THE PROBLEM:
From the first line to the last, print the records exactly.

**** RECORDS SHOWN ****

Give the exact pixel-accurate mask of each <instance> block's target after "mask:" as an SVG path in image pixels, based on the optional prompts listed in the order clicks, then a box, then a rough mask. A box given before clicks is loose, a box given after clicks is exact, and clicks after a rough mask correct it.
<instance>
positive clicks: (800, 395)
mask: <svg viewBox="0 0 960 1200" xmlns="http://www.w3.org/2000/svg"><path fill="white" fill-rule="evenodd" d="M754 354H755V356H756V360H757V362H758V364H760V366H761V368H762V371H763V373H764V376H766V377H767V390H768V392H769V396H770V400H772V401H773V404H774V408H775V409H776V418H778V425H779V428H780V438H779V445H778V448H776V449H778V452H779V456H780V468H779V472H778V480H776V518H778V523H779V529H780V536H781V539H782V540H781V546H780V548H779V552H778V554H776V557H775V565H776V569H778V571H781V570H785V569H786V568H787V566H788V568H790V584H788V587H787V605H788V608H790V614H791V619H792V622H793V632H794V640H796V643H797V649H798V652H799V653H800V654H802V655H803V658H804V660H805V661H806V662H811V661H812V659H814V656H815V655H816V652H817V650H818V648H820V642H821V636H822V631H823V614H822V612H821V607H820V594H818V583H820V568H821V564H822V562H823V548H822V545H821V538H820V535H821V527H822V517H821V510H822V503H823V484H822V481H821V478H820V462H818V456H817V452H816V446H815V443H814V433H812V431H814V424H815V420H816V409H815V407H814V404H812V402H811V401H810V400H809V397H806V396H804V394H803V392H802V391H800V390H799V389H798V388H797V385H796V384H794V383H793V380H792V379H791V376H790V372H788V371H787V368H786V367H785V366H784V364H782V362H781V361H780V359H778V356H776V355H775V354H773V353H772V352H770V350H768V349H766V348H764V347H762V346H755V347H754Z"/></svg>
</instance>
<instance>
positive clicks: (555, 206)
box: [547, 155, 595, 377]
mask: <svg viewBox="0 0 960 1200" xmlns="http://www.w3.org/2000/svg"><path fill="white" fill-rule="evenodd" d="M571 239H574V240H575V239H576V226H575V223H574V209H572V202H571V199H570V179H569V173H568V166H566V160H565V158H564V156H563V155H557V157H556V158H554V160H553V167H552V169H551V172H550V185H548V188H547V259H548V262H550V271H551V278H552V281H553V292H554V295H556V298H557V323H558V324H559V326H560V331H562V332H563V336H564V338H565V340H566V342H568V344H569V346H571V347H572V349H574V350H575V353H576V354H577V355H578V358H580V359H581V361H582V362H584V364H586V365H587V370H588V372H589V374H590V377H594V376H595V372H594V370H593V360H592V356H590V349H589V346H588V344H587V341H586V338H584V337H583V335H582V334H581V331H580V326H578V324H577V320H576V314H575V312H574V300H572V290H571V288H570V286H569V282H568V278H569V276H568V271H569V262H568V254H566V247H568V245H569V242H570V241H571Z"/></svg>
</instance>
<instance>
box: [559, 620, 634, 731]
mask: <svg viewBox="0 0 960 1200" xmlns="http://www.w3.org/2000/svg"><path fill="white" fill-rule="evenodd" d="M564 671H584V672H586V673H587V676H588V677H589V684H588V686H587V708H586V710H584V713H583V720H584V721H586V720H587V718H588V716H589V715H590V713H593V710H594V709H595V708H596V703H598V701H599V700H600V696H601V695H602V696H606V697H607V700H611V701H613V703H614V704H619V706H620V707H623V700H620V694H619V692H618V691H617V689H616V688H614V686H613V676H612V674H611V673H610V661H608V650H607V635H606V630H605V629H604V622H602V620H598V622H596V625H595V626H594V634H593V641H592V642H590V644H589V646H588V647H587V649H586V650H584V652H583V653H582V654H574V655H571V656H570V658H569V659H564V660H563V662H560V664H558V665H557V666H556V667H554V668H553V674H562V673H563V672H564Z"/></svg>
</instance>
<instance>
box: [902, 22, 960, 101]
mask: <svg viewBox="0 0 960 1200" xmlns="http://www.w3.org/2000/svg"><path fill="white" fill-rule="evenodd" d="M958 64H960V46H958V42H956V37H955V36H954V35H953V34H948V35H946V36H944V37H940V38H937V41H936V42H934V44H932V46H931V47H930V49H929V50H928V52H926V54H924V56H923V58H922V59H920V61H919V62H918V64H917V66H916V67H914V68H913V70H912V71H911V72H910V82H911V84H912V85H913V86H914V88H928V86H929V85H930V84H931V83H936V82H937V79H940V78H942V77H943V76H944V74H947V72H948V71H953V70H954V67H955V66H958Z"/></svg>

****

ANSWER TO THE PROBLEM:
Give the exact pixel-accurate mask of each <instance> block's target after "mask:" as an SVG path in image pixels, based on the optional prompts listed in the order clicks, then a box, then a rough mask. A box given before clicks is loose, a box given after clicks is exact, and clicks after a rough mask correct it.
<instance>
positive clicks: (800, 395)
mask: <svg viewBox="0 0 960 1200" xmlns="http://www.w3.org/2000/svg"><path fill="white" fill-rule="evenodd" d="M754 354H755V356H756V360H757V362H758V364H760V366H761V368H762V371H763V373H764V376H766V377H767V390H768V392H769V396H770V400H772V401H773V404H774V408H775V409H776V418H778V425H779V428H780V438H779V445H778V448H776V449H778V452H779V456H780V468H779V472H778V480H776V518H778V523H779V529H780V536H781V539H782V540H781V546H780V548H779V552H778V554H776V557H775V565H776V569H778V571H781V570H785V569H786V568H787V566H788V568H790V584H788V587H787V605H788V608H790V614H791V619H792V622H793V632H794V640H796V643H797V649H798V652H799V653H800V654H802V655H803V658H804V660H805V661H806V662H811V661H812V659H814V656H815V655H816V652H817V650H818V648H820V642H821V636H822V631H823V614H822V612H821V607H820V594H818V583H820V568H821V564H822V562H823V548H822V545H821V538H820V535H821V527H822V517H821V510H822V503H823V484H822V481H821V478H820V462H818V456H817V452H816V446H815V443H814V433H812V431H814V424H815V420H816V409H815V407H814V404H812V402H811V401H810V400H809V397H806V396H804V394H803V392H802V391H800V390H799V389H798V388H797V385H796V384H794V383H793V380H792V379H791V376H790V372H788V371H787V368H786V367H785V366H784V364H782V362H781V361H780V359H778V356H776V355H775V354H773V353H772V352H770V350H768V349H766V348H764V347H762V346H755V347H754Z"/></svg>
</instance>
<instance>
positive clicks: (555, 206)
box: [547, 155, 595, 377]
mask: <svg viewBox="0 0 960 1200" xmlns="http://www.w3.org/2000/svg"><path fill="white" fill-rule="evenodd" d="M571 239H574V240H575V239H576V226H575V223H574V209H572V202H571V199H570V179H569V173H568V166H566V160H565V158H564V156H563V155H557V157H556V158H554V160H553V167H552V169H551V172H550V185H548V188H547V259H548V262H550V271H551V278H552V281H553V292H554V295H556V298H557V323H558V324H559V326H560V331H562V332H563V336H564V338H565V340H566V342H568V344H569V346H571V347H572V349H574V350H575V353H576V354H577V355H578V358H580V359H581V361H582V362H584V364H586V365H587V370H588V372H589V374H590V377H594V376H595V372H594V370H593V360H592V356H590V349H589V346H588V344H587V341H586V338H584V337H583V335H582V334H581V331H580V326H578V324H577V320H576V314H575V312H574V300H572V290H571V288H570V286H569V282H568V278H569V276H568V271H569V262H568V254H566V247H568V245H569V242H570V241H571Z"/></svg>
</instance>
<instance>
box: [559, 620, 634, 731]
mask: <svg viewBox="0 0 960 1200" xmlns="http://www.w3.org/2000/svg"><path fill="white" fill-rule="evenodd" d="M564 671H584V672H586V673H587V676H588V677H589V684H588V686H587V708H586V710H584V713H583V720H584V721H586V720H587V718H588V716H589V715H590V713H593V710H594V709H595V708H596V703H598V701H599V700H600V696H601V695H602V696H606V697H607V700H611V701H613V703H614V704H619V706H620V707H623V700H620V694H619V692H618V691H617V689H616V688H614V686H613V676H612V674H611V673H610V661H608V650H607V635H606V630H605V629H604V622H602V620H598V622H596V625H595V626H594V634H593V641H592V642H590V644H589V646H588V647H587V649H586V650H584V652H583V653H582V654H574V655H571V656H570V658H569V659H564V660H563V662H560V664H558V665H557V666H556V667H554V668H553V674H562V673H563V672H564Z"/></svg>
</instance>
<instance>
box: [902, 22, 960, 101]
mask: <svg viewBox="0 0 960 1200" xmlns="http://www.w3.org/2000/svg"><path fill="white" fill-rule="evenodd" d="M958 64H960V46H958V42H956V37H955V36H954V35H953V34H948V35H946V36H944V37H940V38H937V41H936V42H934V44H932V46H931V47H930V49H929V50H928V52H926V54H924V56H923V58H922V59H920V61H919V62H918V64H917V66H916V67H914V68H913V70H912V71H911V72H910V82H911V84H912V85H913V86H914V88H928V86H929V85H930V84H931V83H936V82H937V79H940V78H942V77H943V76H944V74H947V72H948V71H953V70H954V67H955V66H958Z"/></svg>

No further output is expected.